Supplied records.
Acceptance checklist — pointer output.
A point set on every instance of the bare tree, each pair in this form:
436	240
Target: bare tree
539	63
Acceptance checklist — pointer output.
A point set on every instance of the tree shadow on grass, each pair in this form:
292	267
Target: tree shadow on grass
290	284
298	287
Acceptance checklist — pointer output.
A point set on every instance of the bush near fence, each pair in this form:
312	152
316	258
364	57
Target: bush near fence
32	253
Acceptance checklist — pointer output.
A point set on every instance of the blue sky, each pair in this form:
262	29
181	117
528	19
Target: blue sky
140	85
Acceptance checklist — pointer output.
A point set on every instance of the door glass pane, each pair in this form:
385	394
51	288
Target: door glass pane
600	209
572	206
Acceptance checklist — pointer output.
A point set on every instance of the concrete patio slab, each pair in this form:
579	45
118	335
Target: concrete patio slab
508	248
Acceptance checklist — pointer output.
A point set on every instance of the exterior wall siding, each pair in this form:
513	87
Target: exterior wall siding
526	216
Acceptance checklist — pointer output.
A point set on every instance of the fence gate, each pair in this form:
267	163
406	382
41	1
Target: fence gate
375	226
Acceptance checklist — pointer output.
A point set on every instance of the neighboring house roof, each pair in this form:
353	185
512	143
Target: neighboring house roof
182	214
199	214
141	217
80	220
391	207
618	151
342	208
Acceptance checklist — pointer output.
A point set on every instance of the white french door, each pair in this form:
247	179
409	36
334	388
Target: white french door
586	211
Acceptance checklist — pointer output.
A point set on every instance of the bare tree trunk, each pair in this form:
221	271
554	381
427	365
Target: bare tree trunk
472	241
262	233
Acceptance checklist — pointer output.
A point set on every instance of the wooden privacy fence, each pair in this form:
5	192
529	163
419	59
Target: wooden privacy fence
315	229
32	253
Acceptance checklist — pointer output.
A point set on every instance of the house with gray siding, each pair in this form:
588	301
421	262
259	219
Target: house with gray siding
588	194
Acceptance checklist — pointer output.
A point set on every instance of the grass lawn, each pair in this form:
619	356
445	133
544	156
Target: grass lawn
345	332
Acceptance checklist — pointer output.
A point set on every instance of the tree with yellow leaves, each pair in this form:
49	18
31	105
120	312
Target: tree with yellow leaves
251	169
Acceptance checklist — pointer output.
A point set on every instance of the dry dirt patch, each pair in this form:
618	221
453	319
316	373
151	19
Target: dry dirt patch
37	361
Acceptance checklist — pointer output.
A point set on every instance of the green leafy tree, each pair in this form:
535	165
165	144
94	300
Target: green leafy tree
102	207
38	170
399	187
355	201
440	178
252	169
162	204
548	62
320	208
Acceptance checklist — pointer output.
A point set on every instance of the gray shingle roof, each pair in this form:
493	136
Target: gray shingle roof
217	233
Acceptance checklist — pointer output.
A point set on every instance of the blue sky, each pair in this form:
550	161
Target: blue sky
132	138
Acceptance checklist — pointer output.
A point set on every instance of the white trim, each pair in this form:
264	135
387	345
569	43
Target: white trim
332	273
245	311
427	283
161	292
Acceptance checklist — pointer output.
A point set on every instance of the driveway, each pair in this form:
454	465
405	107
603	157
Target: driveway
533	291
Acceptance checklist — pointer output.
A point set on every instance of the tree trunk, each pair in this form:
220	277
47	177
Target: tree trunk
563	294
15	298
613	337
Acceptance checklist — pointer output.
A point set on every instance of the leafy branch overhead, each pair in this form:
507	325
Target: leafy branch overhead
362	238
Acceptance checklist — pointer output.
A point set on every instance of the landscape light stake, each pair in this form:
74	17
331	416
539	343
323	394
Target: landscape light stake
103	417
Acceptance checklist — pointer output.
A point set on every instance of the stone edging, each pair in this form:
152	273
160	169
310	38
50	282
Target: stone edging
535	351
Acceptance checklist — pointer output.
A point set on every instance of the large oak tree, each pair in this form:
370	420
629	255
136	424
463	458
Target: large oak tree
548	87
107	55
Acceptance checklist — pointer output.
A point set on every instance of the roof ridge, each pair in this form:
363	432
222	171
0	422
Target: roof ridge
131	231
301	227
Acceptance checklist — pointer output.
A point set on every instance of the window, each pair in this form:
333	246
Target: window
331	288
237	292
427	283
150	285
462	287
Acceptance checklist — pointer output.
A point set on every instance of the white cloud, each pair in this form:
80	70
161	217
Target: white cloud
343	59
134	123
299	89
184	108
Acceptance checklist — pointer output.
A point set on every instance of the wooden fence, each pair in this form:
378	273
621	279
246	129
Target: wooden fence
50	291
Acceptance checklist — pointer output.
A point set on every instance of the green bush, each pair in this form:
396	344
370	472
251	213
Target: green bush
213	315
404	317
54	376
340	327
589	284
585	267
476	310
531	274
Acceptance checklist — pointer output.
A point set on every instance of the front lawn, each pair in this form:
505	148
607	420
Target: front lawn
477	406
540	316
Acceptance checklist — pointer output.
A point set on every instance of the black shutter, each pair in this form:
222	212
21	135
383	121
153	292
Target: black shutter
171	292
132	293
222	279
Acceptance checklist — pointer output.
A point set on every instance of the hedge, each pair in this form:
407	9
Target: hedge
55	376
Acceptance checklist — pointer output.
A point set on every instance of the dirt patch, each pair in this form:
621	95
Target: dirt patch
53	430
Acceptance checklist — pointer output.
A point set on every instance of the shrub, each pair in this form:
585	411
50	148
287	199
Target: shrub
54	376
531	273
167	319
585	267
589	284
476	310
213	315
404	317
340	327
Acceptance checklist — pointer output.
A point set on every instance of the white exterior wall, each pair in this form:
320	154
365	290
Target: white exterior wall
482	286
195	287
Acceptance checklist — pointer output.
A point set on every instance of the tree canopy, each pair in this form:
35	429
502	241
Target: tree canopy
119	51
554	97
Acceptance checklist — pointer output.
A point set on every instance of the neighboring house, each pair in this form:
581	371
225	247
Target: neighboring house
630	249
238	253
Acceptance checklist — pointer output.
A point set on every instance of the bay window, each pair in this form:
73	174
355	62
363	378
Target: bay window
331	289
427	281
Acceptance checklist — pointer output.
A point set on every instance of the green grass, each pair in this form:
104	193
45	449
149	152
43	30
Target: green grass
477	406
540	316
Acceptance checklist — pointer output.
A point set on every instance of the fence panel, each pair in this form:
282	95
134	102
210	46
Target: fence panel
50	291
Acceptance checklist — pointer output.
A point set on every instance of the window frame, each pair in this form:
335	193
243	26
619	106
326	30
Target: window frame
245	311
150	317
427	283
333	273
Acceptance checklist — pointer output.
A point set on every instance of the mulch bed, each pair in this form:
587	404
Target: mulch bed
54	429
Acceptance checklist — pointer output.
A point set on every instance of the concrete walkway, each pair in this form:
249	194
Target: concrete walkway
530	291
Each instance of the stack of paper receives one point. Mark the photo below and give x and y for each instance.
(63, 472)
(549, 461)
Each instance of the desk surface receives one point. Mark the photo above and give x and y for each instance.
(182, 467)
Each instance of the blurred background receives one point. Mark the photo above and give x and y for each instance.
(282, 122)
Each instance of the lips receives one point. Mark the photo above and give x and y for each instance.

Exercise details. Your answer must consist solely of the lines from the top of the entries above through the line containing "A point set on every instance of the fence gate, each", copied exactly, both ends included.

Solution below.
Acceptance checklist — pointer output.
A point set on every instance of the bare tree, each pair in this form:
436	240
Target: bare tree
539	63
Acceptance checklist — pointer output.
A point set on every instance of the tree shadow on grass, each pair in this form:
292	267
Target: tree shadow on grass
290	284
298	287
Acceptance checklist — pointer output.
A point set on every instance of the bush near fence, each pair in this form:
312	152
316	258
364	57
Target: bush near fence
32	253
Acceptance checklist — pointer output.
A point set on every instance of the blue sky, each pair in this form:
262	29
181	117
528	19
Target: blue sky
140	85
Acceptance checklist — pointer output.
A point set on every instance of the door glass pane, each pair in this form:
385	394
51	288
Target: door glass pane
600	209
572	206
Acceptance checklist — pointer output.
A point set on every instance of the concrete patio slab, each pair in this form:
579	45
118	335
Target: concrete patio slab
508	248
Acceptance checklist — pointer output.
A point set on every instance of the exterior wall siding, each pair in this form:
513	87
Target: exterior wall siding
526	216
Acceptance checklist — pointer output.
A point set on every instance of the fence gate, each pair in this form:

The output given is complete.